WORK TO BE COMPLETED. Revise the lines below by replacing "instance" with "occurrence" wherever it occurs, leaving everything else unchanged and omitting the pictures.

********************

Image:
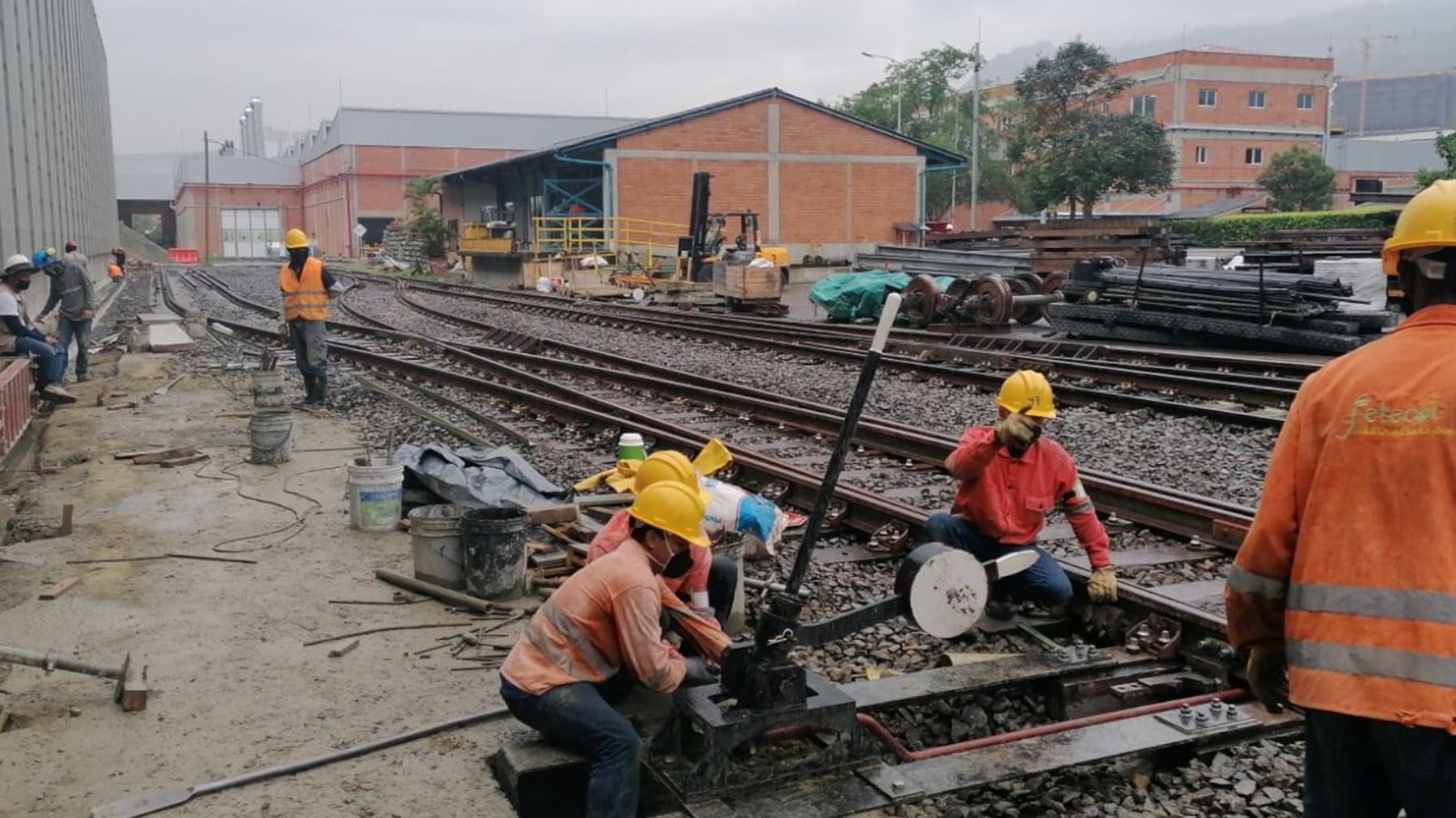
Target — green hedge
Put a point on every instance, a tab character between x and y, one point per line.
1227	230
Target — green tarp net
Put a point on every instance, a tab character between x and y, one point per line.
859	296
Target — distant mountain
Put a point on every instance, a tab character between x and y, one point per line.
1424	33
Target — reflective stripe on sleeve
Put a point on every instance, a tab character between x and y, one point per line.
1382	603
1360	659
1245	581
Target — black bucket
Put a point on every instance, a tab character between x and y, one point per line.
494	545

********************

TASK ANSWER.
Image:
Target — green hedge
Put a point on every occurrence, a tab character between x and y, one point per line.
1227	230
Target — green tarp net
Put a point on every occurrence, a tab character between x and y, one point per line.
859	296
Target — distant mountain
Put a point on every occurrence, a tab character between x and y, one point per line.
1424	33
Target — reflective stripe on sleeve
Put a point on every occurrence, a tab character between x and y, one point per line.
1382	603
1360	659
1245	581
Target — black bucket
Put a point on every occurrence, a tab character between x and y, one point per line.
494	545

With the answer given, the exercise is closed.